Task objective — Only the lines from the one containing "Reviewer note: confirm that each instance of the icy" through the end of the material are to be echoed, each exactly as it appears.

Listing —
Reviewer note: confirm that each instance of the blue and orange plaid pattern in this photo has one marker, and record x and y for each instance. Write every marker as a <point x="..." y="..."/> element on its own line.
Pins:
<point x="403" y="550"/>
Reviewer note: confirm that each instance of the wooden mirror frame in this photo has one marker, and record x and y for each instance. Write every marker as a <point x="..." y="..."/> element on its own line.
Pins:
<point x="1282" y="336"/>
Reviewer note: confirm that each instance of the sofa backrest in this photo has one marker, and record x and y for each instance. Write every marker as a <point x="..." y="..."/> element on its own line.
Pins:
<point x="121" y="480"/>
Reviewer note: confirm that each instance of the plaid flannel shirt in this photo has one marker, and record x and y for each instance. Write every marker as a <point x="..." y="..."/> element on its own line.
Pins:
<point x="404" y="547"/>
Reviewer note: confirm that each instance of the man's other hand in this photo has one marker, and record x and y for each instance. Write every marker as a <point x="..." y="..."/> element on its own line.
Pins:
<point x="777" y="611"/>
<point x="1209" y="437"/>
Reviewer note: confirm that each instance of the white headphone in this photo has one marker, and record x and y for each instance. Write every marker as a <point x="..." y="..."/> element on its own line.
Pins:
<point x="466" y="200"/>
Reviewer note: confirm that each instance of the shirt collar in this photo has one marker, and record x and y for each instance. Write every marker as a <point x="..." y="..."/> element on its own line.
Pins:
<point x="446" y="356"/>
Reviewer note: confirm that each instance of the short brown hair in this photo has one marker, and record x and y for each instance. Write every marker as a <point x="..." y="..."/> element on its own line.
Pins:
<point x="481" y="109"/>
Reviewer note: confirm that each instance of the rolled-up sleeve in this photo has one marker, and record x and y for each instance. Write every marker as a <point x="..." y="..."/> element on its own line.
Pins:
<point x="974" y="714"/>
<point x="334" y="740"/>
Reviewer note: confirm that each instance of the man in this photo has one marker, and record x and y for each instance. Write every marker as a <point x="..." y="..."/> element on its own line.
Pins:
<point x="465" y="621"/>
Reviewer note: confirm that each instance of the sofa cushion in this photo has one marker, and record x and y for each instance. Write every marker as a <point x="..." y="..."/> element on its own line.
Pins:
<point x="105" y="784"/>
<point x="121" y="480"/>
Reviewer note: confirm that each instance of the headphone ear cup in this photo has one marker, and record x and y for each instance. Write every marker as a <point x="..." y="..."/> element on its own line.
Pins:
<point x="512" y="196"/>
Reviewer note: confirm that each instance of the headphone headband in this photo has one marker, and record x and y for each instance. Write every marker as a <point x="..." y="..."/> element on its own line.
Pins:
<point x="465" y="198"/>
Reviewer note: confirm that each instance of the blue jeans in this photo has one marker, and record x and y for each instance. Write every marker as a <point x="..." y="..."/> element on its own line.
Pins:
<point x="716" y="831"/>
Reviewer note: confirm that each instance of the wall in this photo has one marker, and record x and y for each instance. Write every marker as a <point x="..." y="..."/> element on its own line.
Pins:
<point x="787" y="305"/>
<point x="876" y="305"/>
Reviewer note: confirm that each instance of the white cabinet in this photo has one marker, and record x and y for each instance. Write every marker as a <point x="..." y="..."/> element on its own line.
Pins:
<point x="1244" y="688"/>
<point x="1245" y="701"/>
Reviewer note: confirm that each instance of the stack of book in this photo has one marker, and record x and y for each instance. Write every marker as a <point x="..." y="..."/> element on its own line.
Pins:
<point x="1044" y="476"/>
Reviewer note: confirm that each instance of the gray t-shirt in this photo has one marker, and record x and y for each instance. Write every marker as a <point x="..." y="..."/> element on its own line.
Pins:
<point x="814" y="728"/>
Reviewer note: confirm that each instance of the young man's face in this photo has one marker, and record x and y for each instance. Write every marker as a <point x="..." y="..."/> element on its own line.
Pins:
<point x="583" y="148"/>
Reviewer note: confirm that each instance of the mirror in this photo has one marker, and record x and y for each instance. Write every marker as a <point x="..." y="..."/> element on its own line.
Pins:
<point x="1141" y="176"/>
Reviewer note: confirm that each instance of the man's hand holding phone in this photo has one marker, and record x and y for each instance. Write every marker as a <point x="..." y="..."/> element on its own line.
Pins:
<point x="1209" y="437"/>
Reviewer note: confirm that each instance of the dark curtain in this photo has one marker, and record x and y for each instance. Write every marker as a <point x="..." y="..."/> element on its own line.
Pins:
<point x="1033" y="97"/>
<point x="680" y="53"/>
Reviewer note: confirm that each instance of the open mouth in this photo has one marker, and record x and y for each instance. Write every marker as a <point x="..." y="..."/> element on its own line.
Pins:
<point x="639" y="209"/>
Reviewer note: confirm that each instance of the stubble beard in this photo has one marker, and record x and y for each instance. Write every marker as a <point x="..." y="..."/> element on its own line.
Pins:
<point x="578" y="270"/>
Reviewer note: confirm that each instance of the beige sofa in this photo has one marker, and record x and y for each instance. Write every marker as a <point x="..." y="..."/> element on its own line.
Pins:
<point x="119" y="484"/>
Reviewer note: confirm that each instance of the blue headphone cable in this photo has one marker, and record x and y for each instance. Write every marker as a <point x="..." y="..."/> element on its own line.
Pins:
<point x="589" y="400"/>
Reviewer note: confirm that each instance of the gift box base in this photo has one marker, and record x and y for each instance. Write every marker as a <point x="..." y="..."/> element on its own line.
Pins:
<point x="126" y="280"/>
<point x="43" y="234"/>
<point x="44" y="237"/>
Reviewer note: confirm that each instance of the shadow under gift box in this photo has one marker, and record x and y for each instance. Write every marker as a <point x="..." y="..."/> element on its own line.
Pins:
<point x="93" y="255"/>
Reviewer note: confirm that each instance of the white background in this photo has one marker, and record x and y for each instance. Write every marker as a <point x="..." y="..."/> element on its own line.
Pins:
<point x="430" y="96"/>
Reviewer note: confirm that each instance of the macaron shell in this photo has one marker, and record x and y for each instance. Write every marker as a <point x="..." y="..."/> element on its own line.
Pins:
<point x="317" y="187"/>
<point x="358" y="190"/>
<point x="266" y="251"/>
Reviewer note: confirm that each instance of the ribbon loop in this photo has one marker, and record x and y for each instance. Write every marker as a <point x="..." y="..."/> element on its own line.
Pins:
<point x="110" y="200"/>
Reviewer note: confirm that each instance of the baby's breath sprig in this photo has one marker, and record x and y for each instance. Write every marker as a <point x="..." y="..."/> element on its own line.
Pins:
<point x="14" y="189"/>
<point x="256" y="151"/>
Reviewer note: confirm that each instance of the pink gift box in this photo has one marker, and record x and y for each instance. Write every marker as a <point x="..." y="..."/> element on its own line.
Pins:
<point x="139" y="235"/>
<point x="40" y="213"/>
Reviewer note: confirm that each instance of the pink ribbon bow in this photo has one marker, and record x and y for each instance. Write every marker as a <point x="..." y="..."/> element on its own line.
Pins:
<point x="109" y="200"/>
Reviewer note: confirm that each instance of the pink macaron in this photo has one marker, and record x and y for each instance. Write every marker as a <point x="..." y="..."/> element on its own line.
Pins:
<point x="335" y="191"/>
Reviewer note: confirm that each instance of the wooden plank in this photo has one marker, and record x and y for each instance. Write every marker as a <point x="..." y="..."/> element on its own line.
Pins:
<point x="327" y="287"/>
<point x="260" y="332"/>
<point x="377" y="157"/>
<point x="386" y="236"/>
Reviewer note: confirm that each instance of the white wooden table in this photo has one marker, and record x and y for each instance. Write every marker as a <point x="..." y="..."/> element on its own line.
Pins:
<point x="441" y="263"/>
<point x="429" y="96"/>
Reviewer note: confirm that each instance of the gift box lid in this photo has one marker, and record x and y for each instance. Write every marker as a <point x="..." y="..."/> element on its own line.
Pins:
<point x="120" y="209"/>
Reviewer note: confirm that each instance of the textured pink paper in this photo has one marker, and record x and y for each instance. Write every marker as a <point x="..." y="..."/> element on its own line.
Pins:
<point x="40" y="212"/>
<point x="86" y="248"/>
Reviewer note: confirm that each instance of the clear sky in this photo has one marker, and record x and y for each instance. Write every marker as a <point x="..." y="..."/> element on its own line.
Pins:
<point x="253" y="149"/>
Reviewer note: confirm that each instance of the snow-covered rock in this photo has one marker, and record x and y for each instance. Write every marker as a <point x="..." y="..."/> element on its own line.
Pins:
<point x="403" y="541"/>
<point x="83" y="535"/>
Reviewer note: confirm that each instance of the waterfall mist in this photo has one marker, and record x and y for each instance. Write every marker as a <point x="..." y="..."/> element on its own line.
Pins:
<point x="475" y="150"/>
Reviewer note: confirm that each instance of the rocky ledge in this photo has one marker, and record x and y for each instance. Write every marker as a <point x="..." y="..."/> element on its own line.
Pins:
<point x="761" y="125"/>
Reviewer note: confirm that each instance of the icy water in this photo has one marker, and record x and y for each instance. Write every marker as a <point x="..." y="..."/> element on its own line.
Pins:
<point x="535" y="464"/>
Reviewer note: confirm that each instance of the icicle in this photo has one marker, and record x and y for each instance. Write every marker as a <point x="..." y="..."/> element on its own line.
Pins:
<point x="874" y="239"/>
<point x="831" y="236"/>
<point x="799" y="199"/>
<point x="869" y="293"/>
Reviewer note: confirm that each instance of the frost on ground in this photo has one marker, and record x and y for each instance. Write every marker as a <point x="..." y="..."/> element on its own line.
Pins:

The completed task —
Reviewer note: confirm that each instance of the icy water in this photo has one marker, and record x and y for each instance. Write every marker as a <point x="..." y="..."/> element on its own line.
Pins:
<point x="535" y="464"/>
Reviewer note: confirm that each instance of the icicle in this photo has one marker, and record x and y for each instance. Write every marker as a <point x="..." y="..."/> element on its own line.
Pins:
<point x="874" y="239"/>
<point x="831" y="236"/>
<point x="799" y="199"/>
<point x="869" y="293"/>
Reviewer note: confirm that each instance of the frost on ground in this photo has one marker, and record x and y for each instance. Write every marker as a <point x="..." y="..."/> element on its own line.
Pins:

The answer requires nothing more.